----- Input records

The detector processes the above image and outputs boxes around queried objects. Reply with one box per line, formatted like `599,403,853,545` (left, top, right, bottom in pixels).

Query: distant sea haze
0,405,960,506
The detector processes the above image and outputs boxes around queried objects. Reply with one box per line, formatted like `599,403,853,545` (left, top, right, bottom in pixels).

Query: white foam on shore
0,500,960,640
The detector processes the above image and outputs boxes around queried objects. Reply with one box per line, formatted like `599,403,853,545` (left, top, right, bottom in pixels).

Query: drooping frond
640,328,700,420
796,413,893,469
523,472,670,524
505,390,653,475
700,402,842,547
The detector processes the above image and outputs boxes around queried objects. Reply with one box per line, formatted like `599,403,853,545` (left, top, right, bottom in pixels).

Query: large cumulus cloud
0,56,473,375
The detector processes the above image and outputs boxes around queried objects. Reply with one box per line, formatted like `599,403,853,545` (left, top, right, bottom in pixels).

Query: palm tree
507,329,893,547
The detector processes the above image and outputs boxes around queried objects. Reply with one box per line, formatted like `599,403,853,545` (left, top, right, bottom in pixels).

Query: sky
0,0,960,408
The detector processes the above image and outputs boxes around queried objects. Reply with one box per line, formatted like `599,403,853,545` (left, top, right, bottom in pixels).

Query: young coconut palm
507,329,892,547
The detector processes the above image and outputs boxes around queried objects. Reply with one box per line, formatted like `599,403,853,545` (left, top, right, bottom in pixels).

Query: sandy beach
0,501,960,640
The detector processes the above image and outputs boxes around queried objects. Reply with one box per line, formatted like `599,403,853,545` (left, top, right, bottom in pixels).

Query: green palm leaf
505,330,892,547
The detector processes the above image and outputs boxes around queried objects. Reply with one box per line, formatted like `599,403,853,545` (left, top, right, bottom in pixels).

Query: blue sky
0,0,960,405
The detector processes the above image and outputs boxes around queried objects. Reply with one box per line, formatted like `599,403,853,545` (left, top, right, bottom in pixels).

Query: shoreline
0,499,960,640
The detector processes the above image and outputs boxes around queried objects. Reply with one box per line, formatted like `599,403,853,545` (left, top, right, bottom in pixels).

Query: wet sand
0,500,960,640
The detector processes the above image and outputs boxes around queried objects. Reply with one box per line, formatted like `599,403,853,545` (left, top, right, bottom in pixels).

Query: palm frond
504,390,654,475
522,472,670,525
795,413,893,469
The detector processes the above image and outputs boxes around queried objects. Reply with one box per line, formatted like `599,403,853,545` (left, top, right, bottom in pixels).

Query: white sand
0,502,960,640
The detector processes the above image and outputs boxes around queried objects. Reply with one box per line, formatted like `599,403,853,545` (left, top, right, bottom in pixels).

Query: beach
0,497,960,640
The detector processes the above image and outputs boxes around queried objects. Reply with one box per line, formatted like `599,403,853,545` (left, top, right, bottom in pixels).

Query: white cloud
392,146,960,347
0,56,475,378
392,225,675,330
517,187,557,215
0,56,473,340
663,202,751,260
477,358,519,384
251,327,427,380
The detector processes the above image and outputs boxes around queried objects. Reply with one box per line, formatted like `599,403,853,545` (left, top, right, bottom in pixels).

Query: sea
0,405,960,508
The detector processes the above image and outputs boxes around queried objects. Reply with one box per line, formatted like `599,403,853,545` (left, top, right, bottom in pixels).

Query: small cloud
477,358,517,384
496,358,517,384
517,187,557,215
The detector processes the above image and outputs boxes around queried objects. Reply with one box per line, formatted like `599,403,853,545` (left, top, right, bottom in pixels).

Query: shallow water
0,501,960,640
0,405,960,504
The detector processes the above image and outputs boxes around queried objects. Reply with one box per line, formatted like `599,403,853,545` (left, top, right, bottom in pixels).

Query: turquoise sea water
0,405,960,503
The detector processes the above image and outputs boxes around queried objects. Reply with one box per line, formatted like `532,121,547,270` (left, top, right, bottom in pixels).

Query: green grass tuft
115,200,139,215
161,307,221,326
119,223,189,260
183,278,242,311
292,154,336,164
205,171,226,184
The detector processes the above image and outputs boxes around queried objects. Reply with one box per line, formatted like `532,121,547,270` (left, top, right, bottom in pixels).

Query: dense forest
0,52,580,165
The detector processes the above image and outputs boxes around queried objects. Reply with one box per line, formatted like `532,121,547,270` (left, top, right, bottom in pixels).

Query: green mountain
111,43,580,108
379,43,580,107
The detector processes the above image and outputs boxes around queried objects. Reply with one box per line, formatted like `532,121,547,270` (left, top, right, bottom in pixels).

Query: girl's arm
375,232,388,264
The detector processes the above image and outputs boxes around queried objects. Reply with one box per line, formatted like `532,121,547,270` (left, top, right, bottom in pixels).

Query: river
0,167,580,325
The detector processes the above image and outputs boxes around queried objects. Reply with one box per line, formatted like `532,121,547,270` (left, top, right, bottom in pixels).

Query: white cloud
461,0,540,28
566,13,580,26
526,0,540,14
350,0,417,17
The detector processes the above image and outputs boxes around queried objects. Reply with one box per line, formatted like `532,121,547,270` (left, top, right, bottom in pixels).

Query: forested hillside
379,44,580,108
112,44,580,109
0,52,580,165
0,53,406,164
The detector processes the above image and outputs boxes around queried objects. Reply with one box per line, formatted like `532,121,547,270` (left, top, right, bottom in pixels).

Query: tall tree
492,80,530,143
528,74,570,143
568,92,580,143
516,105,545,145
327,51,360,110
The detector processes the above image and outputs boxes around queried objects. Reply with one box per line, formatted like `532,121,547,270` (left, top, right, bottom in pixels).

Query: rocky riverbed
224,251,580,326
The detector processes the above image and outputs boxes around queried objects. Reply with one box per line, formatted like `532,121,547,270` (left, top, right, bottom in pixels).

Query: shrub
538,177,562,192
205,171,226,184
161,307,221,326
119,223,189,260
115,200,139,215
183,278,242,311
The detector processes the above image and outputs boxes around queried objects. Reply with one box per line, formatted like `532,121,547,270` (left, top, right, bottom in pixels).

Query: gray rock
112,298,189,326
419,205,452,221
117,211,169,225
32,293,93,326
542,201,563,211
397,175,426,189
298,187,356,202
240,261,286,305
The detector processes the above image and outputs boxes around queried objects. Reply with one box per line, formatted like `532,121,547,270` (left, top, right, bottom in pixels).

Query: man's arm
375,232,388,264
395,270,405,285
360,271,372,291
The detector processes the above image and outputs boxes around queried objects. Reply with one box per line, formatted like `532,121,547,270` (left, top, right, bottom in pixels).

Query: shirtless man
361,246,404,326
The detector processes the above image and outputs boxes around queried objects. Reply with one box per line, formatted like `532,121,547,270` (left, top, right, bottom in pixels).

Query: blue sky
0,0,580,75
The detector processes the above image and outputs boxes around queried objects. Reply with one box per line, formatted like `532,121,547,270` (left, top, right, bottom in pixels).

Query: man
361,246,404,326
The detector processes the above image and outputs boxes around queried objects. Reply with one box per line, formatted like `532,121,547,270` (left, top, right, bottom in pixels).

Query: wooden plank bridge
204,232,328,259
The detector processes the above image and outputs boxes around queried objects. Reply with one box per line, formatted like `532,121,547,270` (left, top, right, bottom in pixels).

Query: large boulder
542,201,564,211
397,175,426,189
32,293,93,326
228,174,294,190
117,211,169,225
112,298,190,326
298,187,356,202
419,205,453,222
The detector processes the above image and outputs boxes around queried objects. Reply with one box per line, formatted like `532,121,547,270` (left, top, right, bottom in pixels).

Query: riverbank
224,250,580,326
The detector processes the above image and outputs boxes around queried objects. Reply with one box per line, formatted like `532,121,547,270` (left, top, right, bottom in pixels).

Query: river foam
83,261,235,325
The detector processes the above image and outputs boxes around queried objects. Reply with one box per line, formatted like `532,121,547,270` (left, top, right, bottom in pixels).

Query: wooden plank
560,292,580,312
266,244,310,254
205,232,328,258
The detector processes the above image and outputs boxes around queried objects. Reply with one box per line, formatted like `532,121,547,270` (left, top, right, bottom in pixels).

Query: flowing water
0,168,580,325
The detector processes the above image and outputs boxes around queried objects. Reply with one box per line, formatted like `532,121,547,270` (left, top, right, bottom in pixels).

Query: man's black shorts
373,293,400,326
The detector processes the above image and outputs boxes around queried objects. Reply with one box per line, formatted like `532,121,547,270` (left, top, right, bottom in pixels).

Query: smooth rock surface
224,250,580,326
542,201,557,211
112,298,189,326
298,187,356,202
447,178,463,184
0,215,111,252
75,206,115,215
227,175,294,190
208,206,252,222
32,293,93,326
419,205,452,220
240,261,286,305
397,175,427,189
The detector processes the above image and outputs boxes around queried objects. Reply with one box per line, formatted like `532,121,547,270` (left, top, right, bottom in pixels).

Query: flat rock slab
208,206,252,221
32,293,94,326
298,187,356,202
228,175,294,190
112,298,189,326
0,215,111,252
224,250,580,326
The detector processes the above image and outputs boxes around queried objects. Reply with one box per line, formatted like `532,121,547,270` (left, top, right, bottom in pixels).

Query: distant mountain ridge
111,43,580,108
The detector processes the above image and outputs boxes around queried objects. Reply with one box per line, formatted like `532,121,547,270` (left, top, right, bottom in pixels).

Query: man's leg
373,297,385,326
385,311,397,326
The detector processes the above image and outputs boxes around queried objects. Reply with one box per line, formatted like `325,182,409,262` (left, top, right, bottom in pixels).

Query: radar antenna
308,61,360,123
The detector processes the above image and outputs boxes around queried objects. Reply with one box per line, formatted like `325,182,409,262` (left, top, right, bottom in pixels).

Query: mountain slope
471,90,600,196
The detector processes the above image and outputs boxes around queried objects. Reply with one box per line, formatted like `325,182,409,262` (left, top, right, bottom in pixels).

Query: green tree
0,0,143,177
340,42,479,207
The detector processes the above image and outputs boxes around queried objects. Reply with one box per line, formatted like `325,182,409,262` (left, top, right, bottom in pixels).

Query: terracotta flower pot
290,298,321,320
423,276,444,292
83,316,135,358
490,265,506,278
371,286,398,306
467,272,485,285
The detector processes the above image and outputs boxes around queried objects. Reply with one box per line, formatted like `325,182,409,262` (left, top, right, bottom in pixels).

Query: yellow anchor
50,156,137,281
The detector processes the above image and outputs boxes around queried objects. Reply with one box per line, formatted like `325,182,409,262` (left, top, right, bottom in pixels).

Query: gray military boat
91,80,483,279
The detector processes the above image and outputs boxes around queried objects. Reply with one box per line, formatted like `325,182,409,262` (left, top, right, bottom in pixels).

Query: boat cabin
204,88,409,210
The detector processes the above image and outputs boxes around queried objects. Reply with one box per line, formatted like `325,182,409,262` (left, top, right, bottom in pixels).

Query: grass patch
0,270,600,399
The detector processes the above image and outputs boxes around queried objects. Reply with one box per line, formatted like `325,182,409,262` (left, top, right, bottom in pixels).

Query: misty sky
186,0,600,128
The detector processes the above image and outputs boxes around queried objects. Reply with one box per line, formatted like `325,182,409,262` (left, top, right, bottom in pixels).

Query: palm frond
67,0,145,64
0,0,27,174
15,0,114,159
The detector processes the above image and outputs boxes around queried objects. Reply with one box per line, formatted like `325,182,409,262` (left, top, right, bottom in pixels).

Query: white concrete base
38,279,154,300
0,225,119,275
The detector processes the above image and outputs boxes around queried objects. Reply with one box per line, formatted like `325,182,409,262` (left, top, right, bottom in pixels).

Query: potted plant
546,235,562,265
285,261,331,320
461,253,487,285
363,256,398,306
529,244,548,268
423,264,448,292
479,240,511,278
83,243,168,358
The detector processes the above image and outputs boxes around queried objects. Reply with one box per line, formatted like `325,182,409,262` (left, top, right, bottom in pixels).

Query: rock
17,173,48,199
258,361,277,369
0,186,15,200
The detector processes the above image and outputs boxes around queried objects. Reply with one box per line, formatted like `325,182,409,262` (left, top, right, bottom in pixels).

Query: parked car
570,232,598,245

----------

Please locate every line in the data above that contains the word "mountain", and copy each of those lines.

• _Complete response_
Query: green mountain
Query: distant mountain ridge
Query: mountain slope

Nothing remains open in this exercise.